# ACTION ITEM
All of the entries below are to be repeated word for word.

# GIVEN ENTRIES
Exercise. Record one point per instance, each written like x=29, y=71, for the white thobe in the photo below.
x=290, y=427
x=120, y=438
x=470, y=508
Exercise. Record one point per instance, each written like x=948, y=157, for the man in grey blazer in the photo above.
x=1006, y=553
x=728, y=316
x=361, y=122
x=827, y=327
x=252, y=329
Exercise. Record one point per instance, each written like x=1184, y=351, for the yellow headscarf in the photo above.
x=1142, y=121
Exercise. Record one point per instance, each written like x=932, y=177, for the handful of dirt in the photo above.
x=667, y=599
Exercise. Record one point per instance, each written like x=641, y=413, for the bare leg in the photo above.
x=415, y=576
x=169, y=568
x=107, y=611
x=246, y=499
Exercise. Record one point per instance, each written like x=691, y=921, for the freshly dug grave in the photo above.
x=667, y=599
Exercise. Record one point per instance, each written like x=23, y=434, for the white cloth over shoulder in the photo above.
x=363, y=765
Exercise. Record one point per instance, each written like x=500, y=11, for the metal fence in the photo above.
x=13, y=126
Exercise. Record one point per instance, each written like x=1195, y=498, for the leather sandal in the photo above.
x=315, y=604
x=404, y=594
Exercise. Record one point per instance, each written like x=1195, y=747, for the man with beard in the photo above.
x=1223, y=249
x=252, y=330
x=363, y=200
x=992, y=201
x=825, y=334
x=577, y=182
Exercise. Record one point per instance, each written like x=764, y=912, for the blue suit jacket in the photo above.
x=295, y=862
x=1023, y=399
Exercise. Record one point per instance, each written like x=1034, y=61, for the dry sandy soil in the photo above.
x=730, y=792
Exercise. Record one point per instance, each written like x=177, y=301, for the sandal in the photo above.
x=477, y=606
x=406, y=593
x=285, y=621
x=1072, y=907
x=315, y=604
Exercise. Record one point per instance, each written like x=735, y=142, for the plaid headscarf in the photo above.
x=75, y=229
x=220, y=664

# REPLY
Exercise. Record one point per instance, each written like x=29, y=71, for the white thobe in the photo below.
x=290, y=427
x=120, y=438
x=470, y=508
Exercise. Record one point per instance, each written like x=948, y=157, for the man in grey blazer in the photo above.
x=1006, y=553
x=728, y=316
x=361, y=122
x=827, y=327
x=252, y=329
Exercise. Record one point per instance, each written like x=1184, y=351, for the yellow headscarf in the photo above.
x=1142, y=121
Exercise. Record one point per instance, each written like x=932, y=177, for the handful of dirt in the photo above.
x=667, y=599
Exercise. Record one point per instance, each written like x=641, y=413, for the bare leg in the photo above.
x=415, y=576
x=169, y=568
x=107, y=611
x=246, y=499
Exercise. Record one point per instance, each written like x=691, y=921, for the freshly dug grave in the photo above.
x=667, y=599
Exercise. Record one point per instance, each written like x=23, y=434, for the white cloth over shoulder in the photo above.
x=363, y=765
Exercise. Record one point per instance, each written like x=500, y=11, for the metal fence in the photo above.
x=13, y=126
Exercise. Record one point per instance, each written like x=1195, y=498, for the leather sandal in the photo above.
x=315, y=604
x=404, y=594
Exercise. Record one point per instance, each written like x=1195, y=747, for the man with beard in the photo above.
x=1223, y=249
x=252, y=330
x=363, y=200
x=992, y=201
x=825, y=334
x=577, y=182
Exercise. Record one point per instance, each written like x=764, y=912, for the blue suit jacket in the photo above.
x=295, y=862
x=1023, y=399
Exercise. Record one point per instance, each written like x=1034, y=61, for the dry sandy soil in the photo above.
x=730, y=792
Exercise. Record one point per instance, each written like x=177, y=301, for the sandal in the photo above.
x=477, y=606
x=406, y=593
x=285, y=621
x=1072, y=907
x=315, y=604
Exercise. Record one point per instance, each written like x=735, y=142, for the plaid headscarf in the photo above.
x=75, y=229
x=220, y=664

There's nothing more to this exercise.